══ Excerpted data

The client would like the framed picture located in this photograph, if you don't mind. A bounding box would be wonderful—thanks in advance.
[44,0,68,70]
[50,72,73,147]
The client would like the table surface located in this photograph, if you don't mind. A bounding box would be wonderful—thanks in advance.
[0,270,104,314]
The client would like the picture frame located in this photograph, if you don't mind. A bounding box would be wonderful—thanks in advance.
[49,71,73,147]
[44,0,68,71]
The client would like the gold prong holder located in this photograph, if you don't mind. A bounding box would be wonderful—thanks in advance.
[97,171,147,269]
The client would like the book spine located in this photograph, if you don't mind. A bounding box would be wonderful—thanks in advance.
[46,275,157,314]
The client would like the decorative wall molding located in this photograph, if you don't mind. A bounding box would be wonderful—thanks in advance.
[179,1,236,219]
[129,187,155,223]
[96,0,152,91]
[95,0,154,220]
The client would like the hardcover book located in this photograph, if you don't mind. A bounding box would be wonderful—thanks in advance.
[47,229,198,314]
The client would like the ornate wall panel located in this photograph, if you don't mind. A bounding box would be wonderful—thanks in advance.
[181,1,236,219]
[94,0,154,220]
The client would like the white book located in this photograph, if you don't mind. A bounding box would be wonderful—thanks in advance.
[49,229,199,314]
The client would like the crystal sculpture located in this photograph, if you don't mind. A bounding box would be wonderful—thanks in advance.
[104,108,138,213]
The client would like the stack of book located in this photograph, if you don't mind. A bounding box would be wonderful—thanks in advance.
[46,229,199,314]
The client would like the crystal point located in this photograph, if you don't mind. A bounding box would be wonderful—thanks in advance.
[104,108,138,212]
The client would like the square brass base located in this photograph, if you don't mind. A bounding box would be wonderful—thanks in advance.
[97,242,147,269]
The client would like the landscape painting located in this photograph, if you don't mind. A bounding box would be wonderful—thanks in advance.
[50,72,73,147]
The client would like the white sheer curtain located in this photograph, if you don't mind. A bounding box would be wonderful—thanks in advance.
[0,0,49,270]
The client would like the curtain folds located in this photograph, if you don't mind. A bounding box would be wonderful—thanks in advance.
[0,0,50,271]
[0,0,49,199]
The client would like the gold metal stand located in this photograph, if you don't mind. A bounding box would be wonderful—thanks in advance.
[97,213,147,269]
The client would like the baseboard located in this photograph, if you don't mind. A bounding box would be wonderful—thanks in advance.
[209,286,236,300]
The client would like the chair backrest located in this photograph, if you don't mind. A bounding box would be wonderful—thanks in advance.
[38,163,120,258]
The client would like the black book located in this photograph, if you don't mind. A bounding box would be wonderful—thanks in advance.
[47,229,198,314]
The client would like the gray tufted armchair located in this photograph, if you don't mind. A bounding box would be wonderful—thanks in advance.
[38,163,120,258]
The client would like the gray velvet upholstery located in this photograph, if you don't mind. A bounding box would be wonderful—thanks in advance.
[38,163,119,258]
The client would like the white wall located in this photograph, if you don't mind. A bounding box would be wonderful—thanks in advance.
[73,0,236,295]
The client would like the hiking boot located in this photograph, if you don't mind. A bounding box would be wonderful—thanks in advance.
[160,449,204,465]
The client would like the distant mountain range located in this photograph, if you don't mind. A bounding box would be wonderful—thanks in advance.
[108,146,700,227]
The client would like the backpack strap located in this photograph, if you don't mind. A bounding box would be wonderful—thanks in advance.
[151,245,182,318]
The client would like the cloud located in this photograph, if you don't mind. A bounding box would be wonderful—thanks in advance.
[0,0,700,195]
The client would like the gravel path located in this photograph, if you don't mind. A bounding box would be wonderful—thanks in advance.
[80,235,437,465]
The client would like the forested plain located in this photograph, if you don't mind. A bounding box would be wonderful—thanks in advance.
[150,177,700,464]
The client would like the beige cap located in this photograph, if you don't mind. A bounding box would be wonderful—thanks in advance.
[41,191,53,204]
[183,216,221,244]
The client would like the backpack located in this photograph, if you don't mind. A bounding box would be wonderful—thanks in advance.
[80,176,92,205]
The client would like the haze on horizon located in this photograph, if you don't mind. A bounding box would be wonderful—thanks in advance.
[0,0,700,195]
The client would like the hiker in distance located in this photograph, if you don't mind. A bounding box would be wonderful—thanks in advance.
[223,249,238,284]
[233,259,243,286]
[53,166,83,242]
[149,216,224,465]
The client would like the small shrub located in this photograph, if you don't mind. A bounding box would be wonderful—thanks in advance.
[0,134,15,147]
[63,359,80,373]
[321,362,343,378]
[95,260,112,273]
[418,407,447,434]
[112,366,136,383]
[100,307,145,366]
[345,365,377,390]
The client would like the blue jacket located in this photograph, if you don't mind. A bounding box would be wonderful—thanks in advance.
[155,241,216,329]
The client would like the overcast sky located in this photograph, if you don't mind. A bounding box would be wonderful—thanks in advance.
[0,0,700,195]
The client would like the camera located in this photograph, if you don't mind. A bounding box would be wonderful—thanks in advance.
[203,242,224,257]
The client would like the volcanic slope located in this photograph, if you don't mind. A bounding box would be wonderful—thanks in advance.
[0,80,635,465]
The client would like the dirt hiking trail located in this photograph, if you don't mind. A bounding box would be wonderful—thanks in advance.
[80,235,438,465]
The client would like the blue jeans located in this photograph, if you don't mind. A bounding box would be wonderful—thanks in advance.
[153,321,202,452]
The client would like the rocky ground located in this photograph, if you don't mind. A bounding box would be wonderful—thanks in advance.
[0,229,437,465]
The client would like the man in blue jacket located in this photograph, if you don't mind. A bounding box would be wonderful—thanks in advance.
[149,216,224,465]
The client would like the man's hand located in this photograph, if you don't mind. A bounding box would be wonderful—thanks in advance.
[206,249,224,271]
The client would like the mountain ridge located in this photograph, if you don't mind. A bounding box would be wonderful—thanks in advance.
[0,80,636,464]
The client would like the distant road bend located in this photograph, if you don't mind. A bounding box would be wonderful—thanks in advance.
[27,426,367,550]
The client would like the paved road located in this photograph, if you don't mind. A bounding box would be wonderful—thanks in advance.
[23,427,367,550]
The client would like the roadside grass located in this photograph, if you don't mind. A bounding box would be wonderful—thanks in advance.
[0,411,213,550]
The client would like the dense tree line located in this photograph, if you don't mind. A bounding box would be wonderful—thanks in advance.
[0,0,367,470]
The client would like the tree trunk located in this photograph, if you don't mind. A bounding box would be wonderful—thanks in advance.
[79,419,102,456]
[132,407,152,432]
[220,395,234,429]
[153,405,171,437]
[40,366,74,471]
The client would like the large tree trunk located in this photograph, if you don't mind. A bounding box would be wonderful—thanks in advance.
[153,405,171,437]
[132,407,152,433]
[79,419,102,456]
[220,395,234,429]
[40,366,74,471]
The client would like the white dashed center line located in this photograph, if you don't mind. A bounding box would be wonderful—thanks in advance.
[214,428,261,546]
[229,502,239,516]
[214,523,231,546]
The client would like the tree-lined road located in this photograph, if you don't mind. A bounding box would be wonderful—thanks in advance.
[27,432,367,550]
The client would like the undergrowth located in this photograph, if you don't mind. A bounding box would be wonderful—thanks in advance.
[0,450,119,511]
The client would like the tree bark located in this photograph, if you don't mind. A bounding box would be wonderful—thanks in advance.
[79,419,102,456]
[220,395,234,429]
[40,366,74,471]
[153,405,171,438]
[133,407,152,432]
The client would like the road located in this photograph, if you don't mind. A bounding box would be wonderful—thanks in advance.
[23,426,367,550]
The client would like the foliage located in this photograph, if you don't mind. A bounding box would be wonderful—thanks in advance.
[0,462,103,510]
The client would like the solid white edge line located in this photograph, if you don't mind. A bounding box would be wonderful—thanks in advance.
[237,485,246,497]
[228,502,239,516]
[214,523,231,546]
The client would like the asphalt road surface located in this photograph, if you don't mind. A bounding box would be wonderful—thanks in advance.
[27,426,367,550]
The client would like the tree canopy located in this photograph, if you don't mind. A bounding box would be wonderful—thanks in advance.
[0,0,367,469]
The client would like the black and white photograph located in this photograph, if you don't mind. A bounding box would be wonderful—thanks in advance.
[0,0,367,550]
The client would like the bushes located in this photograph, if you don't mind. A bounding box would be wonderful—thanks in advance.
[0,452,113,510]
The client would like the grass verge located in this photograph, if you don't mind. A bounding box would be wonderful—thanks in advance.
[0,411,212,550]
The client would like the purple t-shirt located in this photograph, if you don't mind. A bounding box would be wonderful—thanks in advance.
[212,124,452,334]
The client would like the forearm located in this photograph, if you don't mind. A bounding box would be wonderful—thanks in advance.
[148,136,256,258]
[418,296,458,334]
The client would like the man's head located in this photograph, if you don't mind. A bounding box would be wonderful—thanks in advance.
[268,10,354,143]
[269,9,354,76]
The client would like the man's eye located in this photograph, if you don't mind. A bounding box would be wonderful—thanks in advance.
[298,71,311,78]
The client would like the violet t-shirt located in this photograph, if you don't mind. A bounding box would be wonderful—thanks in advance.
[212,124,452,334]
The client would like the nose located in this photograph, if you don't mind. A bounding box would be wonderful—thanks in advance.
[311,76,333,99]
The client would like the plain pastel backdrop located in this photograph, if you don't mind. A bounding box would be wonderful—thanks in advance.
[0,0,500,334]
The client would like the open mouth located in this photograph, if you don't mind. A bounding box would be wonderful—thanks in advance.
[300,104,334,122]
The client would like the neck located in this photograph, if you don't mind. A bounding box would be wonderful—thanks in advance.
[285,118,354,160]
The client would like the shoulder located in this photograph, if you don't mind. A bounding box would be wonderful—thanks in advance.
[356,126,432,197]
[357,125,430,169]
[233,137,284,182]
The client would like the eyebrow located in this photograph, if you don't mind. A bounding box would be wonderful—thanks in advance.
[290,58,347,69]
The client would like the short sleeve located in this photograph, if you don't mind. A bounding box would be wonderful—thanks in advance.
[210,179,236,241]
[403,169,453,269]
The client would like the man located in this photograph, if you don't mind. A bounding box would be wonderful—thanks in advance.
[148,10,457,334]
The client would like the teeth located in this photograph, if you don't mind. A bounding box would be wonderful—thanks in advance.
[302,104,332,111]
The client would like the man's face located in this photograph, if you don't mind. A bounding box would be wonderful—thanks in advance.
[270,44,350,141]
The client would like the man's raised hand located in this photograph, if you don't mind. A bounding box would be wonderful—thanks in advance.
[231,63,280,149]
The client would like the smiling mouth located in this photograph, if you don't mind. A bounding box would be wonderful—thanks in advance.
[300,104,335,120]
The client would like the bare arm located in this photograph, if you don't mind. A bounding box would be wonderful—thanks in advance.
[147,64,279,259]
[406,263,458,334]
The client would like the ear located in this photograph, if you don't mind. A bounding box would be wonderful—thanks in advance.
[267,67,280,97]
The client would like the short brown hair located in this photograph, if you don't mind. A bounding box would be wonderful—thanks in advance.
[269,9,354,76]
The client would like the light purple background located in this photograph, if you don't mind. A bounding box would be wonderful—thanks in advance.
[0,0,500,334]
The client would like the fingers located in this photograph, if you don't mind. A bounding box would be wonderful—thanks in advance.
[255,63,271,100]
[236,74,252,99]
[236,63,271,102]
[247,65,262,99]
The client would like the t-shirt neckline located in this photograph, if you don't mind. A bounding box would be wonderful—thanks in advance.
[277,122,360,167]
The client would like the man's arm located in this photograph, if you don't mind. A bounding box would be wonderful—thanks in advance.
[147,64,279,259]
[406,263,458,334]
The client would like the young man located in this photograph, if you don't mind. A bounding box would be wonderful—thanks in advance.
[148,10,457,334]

════

_Brief_
Tally the lines of the records that contain the word "purple", and give only the number.

_Finished exercise_
2